## Instruções
Com base na crítica teatral abaixo, responda:
(a) Em qual ator a crítica destaca a "reprimida introspecção da dúvida"?
(b) Julia Tavares atua como porta-voz de qual elemento?
(c) Quem assina a concepção cenográfica?

## Texto para análise
►

Com uma perceptível uniformidade interpretativa em tempo duplo, destaca-se a reprimida introspecção da dúvida em  Arthur Brandão, paralela à  espontaneidade dos recursos de irreverência afirmativa nas aventuras eróticas em Michel Blois.

Sem banalização de personificações de fatores  exploratórios e de opressão do contextual  gay , uma surpreendente ação coadjuvante de Cirillo Luna. Enquanto a concisão dramática e precisa  gestualidade em Julia Tavares, como porta voz do elemento feminino mediador, completa este naipe de presencial irrepreensível . 

O artesanal comando inventor de Victor Garcia Peralta sabe como tirar efeitos estéticos de uma concepção cenográfica  (Dina Salem Levy) comedida no uso da mobilidade de um único banco/mesa/armário, com figurinos elegantes ( Carol Lobato) sob um desenho de luz ( Tomás Ribas)que assinala bem o constante entra e sai, numa visibilidade cronológica diversificada.

◄

## Registros

►

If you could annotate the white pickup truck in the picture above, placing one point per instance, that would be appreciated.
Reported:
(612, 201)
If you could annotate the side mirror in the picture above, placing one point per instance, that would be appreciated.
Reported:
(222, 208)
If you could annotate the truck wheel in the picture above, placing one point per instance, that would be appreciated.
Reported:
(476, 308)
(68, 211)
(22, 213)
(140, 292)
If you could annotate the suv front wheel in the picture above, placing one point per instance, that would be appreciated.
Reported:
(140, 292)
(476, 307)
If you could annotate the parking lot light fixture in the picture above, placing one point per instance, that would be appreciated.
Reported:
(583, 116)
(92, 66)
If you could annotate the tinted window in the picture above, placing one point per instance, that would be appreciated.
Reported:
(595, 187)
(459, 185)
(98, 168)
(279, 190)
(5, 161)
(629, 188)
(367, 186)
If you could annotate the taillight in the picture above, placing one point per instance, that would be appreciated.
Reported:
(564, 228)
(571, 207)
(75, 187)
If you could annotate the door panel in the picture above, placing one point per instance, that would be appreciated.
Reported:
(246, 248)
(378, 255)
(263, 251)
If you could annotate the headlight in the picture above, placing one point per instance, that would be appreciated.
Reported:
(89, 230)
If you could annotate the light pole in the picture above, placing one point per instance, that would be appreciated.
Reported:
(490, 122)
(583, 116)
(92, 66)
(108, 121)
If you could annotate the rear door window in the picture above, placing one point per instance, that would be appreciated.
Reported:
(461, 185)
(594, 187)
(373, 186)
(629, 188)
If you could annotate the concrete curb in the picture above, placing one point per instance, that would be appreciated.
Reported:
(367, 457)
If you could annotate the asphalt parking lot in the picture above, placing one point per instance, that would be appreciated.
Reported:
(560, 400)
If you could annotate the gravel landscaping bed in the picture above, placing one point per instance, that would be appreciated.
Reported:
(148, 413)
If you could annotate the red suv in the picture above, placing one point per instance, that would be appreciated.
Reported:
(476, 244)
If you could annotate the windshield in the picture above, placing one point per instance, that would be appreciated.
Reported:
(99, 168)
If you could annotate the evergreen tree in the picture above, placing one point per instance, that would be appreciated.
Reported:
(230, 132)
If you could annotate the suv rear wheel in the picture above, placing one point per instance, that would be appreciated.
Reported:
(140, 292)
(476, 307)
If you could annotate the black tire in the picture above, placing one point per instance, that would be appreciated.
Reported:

◄

## Resposta
(a) Arthur Brandão.
(b) Do elemento feminino mediador.
(c) Dina Salem Levy.